> _Information shown_
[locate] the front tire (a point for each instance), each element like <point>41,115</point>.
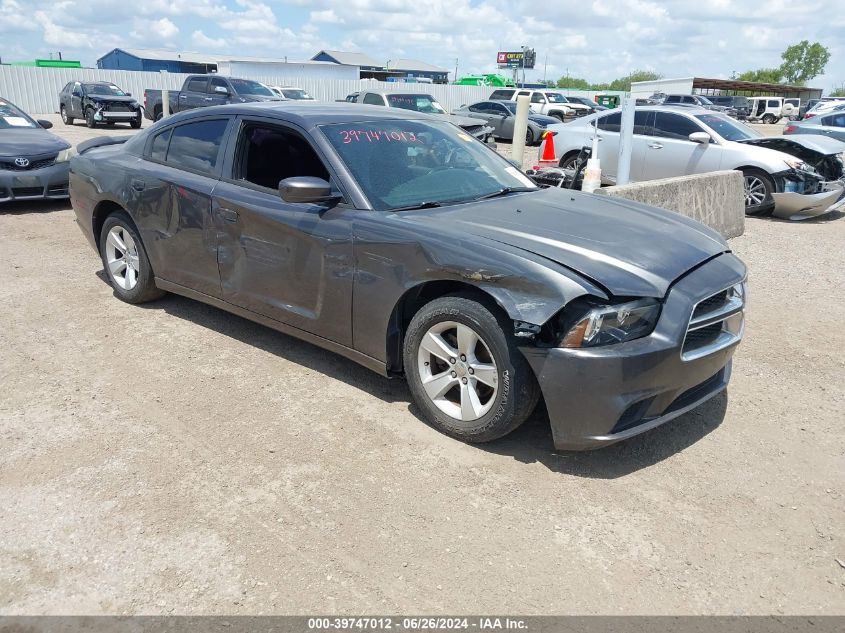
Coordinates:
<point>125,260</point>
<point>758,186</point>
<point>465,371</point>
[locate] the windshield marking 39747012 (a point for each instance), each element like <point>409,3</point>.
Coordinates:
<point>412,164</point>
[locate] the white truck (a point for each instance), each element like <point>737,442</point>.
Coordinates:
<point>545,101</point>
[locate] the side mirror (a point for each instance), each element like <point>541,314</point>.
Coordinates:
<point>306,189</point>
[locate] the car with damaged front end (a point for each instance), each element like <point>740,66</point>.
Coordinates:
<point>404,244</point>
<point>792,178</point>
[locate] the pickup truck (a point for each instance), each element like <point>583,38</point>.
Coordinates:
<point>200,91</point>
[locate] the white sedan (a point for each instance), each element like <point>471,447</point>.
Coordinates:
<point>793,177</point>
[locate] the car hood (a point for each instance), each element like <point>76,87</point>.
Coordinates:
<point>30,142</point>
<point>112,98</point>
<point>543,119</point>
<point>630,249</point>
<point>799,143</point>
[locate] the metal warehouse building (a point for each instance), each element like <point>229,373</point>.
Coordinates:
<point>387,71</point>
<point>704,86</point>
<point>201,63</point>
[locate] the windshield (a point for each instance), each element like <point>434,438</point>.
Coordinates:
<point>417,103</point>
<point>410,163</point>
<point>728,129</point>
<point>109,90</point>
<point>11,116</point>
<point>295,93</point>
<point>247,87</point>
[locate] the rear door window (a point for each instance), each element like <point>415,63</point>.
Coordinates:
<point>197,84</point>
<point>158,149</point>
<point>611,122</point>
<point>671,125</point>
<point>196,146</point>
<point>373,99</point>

> _What is asked_
Write out the records from their first line through the line that contains "<point>412,164</point>", including both of those lines, and leave out the pictures.

> _Result of the exercise_
[locate] the front tire (a point for each instance), each element like <point>41,115</point>.
Coordinates:
<point>125,260</point>
<point>758,186</point>
<point>465,371</point>
[locate] the windshield marking 39747012 (a point for each instance), each element like <point>409,3</point>.
Coordinates:
<point>412,164</point>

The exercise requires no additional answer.